Malgré les tentations logiques et purement formelles de nier l'impact de l'évidence, malgré le fol appel idéologique d'un vertige héraclitéen, la fanfare séductrice de la dissémination ou du refus de l'engagement, l'intentionnalité husserlienne n'est pas réductible à quelque forme stimulante ou provocante du « mauvais infini ». Elle n'est pas réductible à une prétendue régression : conscience-de... conscience-de... conscience-de... ad infinitum. Le fait primitif est qu'il y a du sens. Le sens a du sens. La tâche de la philosophie ne consiste pas à ôter tout sens au sens, ce qui, somme toute, est assez facile et se produit sans cesse, et pas seulement en milieu universitaire, mais à ce que le sens ait du sens. Il y a du sens, affirme Husserl, parce que la représentation, qui est l'ultime mouvement de la conscience, aboutit à l'évidence.

Cela signifie, dès lors, qu'intentionnalité et intuition, représentation et évidence, sont liées, dans une conjonction qui n'est ni arbitraire, ni prudente, ni faible. Lévinas saisit succinctement ce lien : « L'évidence réalise en quelque manière les aspirations de l'identification. » Nous obtenons donc ainsi la réponse à la question de Lévinas sur le statut privilégié de la représentation chez Husserl. « Dire qu'à la base de toute intention - même affective ou relative - se trouve la représentation, c'est concevoir l'ensemble de la vie spirituelle sur le modèle de la lumière ». C'est ici aussi, soit dit en passant, que Lévinas fait la remarque citée plus haut: « Le miracle de la clarté est le miracle même de la pensée ». L'intentionnalité en tant que représentation, la conscience sous-tendue et garantie par l'intuition aboutissant à l'évidence, « est la pénétration même du vrai ». « La théorie de l'intentionnalité chez Husserl, écrit Lévinas, consiste en fin de compte à identifier esprit et intellection, et intellection et lumière ». La phénoménologie est science, savoir, lumière. Husserl croit en la science - advienne que pourra - jusqu'au bout.

> [Énoncé du problème]:
Recopiez fidèlement le passage du texte sur l'intentionnalité chez Husserl en commençant par « Malgré les tentations » et en allant jusqu'à « aboutit à l'évidence. ». Seul le texte sur l'intentionnalité chez Husserl sert de référence.

> [Données fournies]:

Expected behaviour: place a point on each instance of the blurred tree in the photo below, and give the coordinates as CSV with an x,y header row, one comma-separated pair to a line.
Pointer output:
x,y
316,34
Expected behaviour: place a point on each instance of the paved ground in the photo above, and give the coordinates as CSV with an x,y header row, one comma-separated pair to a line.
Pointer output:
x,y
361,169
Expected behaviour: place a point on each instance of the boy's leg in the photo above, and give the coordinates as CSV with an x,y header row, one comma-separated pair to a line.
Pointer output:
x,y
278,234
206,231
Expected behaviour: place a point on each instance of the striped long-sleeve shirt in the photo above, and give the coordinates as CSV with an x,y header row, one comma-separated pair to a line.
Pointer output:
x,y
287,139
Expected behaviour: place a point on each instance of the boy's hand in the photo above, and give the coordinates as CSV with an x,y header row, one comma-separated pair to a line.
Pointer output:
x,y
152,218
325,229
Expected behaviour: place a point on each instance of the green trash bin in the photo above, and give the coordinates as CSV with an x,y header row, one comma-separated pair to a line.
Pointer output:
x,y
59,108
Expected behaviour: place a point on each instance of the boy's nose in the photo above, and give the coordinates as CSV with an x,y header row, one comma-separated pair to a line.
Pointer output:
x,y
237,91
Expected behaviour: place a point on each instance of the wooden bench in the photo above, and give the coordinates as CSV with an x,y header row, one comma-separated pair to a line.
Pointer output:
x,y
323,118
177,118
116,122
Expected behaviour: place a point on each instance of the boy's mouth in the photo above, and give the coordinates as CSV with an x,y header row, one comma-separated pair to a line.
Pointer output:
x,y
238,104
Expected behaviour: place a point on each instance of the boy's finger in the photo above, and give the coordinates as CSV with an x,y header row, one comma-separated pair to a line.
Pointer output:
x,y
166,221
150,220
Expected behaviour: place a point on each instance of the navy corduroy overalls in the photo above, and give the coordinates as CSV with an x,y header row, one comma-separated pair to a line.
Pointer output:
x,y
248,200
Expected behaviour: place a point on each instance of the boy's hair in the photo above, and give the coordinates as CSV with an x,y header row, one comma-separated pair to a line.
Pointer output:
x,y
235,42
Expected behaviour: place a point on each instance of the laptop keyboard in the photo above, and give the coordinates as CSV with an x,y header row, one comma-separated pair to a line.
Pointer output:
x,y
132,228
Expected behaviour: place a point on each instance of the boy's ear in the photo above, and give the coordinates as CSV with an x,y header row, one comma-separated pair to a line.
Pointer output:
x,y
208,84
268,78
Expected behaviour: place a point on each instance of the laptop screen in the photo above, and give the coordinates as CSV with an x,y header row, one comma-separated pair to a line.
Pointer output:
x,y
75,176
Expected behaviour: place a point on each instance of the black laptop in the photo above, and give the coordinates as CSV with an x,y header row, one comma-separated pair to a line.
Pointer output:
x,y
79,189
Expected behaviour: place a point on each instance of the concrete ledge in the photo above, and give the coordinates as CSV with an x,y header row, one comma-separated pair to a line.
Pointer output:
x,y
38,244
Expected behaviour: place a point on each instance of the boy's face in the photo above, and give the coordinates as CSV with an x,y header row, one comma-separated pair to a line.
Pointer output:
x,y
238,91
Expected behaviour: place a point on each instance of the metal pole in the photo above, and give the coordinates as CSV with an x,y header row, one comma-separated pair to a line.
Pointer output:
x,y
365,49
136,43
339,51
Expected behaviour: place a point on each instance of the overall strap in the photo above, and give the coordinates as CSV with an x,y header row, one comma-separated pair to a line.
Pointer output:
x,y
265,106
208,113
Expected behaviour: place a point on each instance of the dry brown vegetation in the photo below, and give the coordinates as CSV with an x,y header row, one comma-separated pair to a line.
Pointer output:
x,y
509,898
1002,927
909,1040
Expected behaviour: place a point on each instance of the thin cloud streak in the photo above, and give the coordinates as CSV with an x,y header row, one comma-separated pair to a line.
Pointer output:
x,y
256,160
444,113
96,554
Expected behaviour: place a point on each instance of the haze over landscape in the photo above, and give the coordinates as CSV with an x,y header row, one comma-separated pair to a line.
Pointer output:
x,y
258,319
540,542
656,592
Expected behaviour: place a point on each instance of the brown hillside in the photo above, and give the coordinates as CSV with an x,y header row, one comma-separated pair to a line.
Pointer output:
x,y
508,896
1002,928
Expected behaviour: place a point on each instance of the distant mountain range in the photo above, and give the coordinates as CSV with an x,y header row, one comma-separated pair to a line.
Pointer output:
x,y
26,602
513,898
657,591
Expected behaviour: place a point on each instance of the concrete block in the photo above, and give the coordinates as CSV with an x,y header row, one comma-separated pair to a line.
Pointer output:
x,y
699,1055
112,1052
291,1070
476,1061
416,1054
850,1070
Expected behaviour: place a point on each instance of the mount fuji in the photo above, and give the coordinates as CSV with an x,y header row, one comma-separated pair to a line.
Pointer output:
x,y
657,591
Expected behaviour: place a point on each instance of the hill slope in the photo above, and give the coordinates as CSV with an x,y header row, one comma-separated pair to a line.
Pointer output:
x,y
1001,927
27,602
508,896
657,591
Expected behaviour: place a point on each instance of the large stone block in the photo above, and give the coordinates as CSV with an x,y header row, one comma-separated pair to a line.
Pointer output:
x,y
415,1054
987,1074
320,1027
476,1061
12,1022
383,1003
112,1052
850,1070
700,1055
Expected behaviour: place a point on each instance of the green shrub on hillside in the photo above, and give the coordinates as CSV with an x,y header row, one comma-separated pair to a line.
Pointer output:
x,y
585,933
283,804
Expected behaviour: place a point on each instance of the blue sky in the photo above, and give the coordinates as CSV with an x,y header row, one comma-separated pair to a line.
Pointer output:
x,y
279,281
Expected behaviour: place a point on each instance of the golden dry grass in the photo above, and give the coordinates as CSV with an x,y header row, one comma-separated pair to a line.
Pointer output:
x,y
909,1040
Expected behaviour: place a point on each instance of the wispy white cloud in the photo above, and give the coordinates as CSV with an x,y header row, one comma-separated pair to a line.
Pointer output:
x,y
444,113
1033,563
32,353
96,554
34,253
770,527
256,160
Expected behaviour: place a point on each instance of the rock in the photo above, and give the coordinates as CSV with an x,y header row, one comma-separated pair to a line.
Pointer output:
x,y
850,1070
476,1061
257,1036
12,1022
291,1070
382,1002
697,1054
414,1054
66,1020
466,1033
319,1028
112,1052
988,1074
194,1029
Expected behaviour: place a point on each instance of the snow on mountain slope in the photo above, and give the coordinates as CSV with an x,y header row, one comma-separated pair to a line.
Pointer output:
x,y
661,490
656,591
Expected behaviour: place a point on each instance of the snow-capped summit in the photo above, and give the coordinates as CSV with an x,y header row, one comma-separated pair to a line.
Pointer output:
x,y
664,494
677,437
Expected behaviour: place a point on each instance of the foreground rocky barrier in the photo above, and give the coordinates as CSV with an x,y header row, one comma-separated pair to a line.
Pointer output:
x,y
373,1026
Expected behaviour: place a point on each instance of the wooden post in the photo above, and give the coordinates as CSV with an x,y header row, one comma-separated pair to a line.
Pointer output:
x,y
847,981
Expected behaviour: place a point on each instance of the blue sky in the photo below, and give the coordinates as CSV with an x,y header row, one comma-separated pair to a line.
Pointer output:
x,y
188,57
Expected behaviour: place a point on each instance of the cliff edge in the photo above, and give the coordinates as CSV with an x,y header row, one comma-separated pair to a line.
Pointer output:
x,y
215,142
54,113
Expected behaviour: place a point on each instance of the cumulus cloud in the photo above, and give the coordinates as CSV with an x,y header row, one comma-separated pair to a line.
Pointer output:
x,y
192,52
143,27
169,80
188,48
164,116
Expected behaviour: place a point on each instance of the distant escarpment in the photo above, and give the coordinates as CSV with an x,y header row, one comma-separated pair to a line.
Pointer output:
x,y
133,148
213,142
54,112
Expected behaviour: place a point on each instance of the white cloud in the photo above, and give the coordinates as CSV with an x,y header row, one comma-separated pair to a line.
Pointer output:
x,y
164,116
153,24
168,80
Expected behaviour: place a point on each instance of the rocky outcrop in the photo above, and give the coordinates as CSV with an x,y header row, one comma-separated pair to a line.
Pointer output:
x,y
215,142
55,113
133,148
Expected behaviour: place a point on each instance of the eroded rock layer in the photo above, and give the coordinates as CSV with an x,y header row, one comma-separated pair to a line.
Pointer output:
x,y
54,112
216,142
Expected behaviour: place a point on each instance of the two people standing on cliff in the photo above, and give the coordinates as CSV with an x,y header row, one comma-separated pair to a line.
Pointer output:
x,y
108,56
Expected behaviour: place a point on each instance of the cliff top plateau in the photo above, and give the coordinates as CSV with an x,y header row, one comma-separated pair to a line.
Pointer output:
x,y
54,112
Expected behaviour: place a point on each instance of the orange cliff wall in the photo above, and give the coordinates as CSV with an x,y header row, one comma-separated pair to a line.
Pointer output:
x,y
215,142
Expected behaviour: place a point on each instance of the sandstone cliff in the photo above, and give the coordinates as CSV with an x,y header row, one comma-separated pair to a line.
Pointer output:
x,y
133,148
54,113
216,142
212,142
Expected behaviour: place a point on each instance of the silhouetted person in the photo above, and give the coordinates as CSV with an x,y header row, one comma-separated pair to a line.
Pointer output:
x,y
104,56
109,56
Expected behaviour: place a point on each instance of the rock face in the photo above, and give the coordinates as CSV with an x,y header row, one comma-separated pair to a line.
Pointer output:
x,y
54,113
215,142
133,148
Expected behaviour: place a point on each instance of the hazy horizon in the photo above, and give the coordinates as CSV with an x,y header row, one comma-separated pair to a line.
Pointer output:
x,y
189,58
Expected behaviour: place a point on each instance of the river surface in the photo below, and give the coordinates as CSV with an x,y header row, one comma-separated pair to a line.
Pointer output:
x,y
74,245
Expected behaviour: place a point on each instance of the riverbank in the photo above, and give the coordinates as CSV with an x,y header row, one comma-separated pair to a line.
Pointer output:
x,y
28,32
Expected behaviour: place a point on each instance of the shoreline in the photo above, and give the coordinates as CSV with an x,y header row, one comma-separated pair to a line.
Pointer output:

> [Tâche accomplie]:
Malgré les tentations logiques et purement formelles de nier l'impact de l'évidence, malgré le fol appel idéologique d'un vertige héraclitéen, la fanfare séductrice de la dissémination ou du refus de l'engagement, l'intentionnalité husserlienne n'est pas réductible à quelque forme stimulante ou provocante du « mauvais infini ». Elle n'est pas réductible à une prétendue régression : conscience-de... conscience-de... conscience-de... ad infinitum. Le fait primitif est qu'il y a du sens. Le sens a du sens. La tâche de la philosophie ne consiste pas à ôter tout sens au sens, ce qui, somme toute, est assez facile et se produit sans cesse, et pas seulement en milieu universitaire, mais à ce que le sens ait du sens. Il y a du sens, affirme Husserl, parce que la représentation, qui est l'ultime mouvement de la conscience, aboutit à l'évidence.